◆ Passage to read ◆
As architects, we are constantly working on one home improvement project after another. We don’t even have to finish one before we start the other. They just keep on coming. We are never satisfied, and always want more, better, different, or something else. We are also tinkerers and pseudo craftsmen. This day, I was working on sanding, taping, and then staining the closet door and frame in our newly constructed mudroom. “Enough of this already,” said I. “Get outside. Let’s head north to Plum Island, and see what the day brings.” So, I put on my cold weather riding gear, grabbed some liquids, and $3 for the entry to Plum Island.
Right out of my street, I head up High Street in Ipswich, MA. High Street and Summer Street (my street) have some houses dating from the mid 1600’s, and many from the 1700’s. Most have been well preserved and renovated many times, but the bones of the houses are still there. The Puritan ethic of simple, clean structures lives strong in my neighborhood. However, there is something a bit odd about looking in the window of a 350 year old house, and seeing a 50” big screen TV mounted on the wall. I’m sure the original elders of the town never figured their houses would have contraptions such as that in them.
As I near Rowley, I notice some buckets hanging off the trees in the front yard. Then I look closer, and see spouts in the trees. It must be time for sugaring. Man using the resources provided to him from nature in a clean, natural way to feed himself, and get a bit of sweetness and enjoyment out of life.
As I travel north on Route 1A, I enter into parts of the Great Salt Marsh near the Parker River. In Massachusetts, the North Shore’s Great Marsh is the largest continuous stretch of Salt Marsh in New England, extending from Cape Ann to New Hampshire. The unique complexes of natural systems add ecological, economic, recreational, and cultural value to our daily lives both on the coast and inland where land is connected by river and stream networks. It is now low tide, and the clams are out waiting to be picked. The marsh has different smells during high tide and low tide. During low tide, the smell of salt encrusted soil reminds me slightly of the heavy sulfur smells of Yellowstone National Park, but not the kind of smell that makes you reach for something to cover your nose. The web of rivulets, streams, channels, rivers, and the bays must be preserved for our enjoyment, for future generations, and for the great natural benefits it provides to our environs.
Farther up in Newbury, 1A runs along a crest that divides Plum Island Sound to the east and US Route 1 to the west. This path has probably been used for long before the English settlers came to the New World, connecting the town on Agawam (what is now Ipswich) with what is now Newburyport and the Merrimac River Valley. The view from along the ridge line allows one to see out to the ocean toward the east. It makes you want to get there faster.

◆ Listed records ◆
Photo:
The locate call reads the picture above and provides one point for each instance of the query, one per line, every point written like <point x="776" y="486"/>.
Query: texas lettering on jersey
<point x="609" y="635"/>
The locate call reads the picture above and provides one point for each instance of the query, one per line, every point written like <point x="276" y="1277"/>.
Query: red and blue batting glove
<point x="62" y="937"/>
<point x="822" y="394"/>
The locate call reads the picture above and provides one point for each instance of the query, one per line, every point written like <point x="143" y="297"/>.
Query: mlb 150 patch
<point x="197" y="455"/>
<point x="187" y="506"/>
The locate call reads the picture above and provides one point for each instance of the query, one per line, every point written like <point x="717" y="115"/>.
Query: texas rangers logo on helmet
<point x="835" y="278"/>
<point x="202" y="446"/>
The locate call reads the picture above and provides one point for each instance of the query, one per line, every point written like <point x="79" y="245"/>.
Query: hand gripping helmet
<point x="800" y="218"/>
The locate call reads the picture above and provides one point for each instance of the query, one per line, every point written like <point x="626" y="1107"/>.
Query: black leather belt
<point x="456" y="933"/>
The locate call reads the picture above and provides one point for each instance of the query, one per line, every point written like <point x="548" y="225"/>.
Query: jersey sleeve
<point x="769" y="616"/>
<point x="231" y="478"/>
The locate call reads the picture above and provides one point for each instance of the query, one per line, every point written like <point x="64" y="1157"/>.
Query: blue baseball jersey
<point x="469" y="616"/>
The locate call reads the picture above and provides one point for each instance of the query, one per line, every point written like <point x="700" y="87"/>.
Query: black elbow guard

---

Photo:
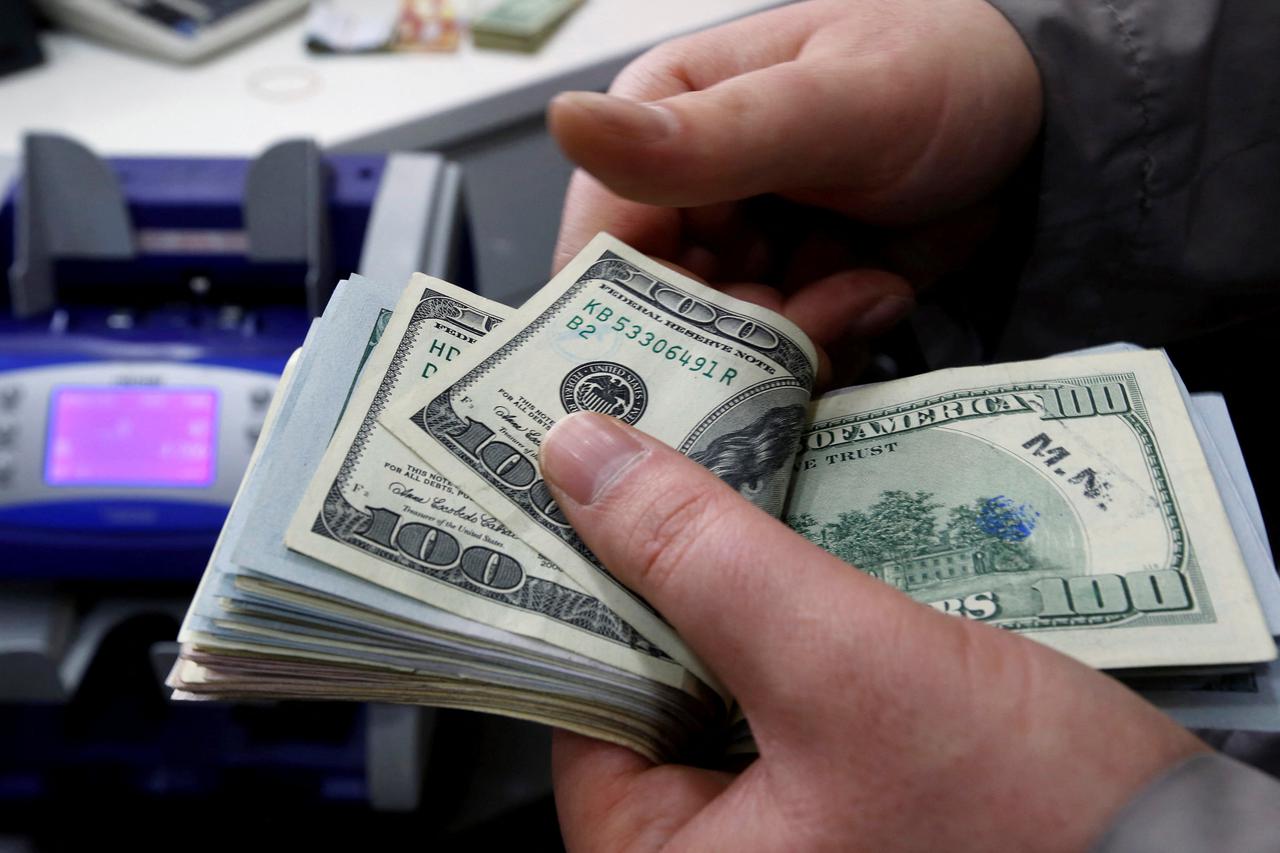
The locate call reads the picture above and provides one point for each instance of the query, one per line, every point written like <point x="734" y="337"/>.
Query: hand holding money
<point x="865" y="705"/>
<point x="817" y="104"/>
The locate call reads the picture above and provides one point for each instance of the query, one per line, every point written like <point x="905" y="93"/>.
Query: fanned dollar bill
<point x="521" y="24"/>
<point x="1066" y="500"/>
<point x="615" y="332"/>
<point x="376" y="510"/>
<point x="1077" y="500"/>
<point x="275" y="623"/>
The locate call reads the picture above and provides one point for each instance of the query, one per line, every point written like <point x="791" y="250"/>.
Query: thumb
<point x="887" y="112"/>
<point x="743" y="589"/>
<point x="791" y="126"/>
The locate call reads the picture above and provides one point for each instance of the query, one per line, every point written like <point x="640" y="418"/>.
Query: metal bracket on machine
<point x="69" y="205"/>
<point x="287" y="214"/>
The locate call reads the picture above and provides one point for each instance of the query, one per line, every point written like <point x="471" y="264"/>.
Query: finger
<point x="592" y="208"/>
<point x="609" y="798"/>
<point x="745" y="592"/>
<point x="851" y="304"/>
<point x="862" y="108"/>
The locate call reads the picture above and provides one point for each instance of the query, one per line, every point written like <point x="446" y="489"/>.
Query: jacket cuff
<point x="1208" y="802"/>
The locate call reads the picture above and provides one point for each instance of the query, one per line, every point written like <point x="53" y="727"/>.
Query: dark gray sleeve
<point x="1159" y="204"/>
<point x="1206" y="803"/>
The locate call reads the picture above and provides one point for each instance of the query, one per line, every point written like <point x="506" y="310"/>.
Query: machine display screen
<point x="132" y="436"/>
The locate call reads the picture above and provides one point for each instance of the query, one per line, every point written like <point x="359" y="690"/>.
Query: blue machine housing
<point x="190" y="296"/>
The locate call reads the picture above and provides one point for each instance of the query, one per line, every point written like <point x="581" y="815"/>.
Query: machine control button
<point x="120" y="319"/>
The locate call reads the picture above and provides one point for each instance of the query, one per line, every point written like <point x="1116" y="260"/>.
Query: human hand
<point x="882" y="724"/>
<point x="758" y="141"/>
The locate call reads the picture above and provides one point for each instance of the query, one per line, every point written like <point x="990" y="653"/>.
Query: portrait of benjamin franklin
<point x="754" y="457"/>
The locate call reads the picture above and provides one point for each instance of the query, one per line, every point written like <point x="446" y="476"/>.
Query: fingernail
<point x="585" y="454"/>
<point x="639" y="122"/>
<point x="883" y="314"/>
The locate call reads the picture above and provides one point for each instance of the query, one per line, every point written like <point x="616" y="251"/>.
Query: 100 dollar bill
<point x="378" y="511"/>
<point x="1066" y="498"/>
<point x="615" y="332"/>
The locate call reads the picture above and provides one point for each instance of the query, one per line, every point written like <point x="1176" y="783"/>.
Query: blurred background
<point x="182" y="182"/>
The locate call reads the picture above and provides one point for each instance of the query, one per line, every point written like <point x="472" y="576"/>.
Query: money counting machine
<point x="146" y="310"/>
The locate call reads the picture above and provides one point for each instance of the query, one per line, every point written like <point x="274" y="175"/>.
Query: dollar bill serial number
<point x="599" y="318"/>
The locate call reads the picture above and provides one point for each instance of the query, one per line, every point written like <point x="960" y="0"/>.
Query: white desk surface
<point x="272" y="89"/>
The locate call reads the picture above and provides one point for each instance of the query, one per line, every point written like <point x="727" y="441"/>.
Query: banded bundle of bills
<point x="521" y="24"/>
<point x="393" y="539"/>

--

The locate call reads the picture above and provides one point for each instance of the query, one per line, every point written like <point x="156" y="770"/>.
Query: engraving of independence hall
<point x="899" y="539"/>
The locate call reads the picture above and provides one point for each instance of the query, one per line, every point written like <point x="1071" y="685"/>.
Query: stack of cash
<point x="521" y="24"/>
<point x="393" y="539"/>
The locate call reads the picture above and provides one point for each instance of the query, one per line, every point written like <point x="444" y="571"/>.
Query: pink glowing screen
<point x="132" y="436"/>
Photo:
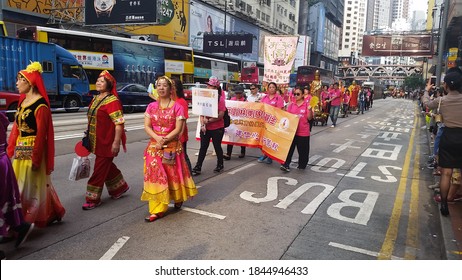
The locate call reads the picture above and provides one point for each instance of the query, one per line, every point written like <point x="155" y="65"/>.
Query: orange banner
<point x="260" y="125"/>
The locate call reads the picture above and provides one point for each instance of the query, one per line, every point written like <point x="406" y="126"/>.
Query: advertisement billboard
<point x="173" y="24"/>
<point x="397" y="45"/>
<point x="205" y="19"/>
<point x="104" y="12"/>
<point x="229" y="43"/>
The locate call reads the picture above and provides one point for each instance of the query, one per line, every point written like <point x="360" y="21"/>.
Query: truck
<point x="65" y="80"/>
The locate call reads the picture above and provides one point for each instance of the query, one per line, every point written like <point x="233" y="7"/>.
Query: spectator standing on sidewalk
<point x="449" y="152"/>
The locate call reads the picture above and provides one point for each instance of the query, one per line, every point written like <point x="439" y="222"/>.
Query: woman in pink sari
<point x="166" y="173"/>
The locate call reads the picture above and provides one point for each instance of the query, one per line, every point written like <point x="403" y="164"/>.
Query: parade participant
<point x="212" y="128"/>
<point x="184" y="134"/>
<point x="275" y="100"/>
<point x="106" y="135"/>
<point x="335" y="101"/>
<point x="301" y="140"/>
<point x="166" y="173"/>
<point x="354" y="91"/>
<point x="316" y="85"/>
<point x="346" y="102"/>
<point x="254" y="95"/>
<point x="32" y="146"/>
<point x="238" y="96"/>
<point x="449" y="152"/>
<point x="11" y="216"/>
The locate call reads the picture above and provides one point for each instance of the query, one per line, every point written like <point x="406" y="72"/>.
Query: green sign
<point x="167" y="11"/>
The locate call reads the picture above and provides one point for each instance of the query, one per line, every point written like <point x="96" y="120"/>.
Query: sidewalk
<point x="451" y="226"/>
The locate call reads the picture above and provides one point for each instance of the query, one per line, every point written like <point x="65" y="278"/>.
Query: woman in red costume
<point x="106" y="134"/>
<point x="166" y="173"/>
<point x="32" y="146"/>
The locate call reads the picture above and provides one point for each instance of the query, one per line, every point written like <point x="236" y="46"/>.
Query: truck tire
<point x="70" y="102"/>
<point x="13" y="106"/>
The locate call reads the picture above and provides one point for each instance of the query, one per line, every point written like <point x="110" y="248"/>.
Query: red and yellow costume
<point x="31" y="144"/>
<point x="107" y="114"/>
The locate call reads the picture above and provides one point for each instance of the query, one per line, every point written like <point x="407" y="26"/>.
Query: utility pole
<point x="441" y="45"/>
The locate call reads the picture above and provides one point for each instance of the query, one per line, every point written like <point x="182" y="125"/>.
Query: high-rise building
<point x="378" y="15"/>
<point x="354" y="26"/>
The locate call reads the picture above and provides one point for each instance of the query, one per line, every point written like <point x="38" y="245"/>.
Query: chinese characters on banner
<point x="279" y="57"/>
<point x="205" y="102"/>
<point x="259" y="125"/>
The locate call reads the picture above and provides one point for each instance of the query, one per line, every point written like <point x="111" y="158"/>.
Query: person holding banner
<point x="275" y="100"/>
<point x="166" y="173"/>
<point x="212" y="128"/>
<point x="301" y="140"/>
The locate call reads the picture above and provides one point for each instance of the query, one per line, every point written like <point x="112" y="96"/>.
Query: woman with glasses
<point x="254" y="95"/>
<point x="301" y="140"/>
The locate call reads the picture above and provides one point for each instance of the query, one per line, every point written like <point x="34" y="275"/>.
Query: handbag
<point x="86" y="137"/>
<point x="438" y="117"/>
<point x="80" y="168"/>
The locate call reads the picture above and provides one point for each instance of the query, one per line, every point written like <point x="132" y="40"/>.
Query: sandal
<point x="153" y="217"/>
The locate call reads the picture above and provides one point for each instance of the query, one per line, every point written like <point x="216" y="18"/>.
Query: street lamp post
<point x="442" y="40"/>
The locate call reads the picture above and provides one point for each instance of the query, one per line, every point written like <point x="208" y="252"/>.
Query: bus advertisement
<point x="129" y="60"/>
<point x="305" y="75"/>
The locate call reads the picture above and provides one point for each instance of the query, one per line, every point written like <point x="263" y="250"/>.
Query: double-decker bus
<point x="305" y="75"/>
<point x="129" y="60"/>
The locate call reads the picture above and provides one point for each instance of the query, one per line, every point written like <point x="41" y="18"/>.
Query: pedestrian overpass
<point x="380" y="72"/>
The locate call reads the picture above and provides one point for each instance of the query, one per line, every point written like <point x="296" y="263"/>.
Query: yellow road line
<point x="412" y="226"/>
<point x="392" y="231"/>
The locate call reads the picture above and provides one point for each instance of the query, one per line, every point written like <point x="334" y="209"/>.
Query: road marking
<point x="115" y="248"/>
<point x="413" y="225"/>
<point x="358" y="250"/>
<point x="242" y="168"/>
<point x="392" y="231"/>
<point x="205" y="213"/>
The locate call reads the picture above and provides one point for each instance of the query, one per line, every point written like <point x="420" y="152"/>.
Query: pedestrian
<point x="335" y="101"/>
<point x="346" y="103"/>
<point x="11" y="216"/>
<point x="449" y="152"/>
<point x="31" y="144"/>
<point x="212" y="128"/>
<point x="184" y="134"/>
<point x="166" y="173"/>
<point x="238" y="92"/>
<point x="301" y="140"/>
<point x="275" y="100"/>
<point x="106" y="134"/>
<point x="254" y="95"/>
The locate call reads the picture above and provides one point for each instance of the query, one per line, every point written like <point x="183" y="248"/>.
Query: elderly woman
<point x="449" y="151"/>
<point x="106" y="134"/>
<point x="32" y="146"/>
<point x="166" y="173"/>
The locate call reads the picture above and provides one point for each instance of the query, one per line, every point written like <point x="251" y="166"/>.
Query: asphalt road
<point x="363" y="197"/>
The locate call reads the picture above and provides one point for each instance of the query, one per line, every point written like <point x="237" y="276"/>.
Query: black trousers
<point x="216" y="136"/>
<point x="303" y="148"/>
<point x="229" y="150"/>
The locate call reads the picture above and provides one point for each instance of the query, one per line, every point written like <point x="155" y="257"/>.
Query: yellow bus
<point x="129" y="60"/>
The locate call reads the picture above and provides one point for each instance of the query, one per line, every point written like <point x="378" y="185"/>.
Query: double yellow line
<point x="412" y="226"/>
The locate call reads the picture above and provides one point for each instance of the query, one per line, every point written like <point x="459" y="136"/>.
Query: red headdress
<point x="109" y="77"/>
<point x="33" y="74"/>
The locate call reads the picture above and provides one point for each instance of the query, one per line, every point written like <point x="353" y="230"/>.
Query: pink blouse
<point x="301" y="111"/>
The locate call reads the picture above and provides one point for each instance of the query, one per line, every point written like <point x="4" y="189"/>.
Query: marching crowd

◆ Exercise tasks ◆
[1] Reproduce part of the Plum Island passage word for word, starting at "As I near Rowley, I" and ending at "out of life.".
[2] According to the Plum Island passage, between which two places does the North Shore's Great Marsh extend?
Rely only on the Plum Island passage for what comes next.

◆ Solutions to the exercise ◆
[1]
As I near Rowley, I notice some buckets hanging off the trees in the front yard. Then I look closer, and see spouts in the trees. It must be time for sugaring. Man using the resources provided to him from nature in a clean, natural way to feed himself, and get a bit of sweetness and enjoyment out of life.

[2] It extends from Cape Ann to New Hampshire.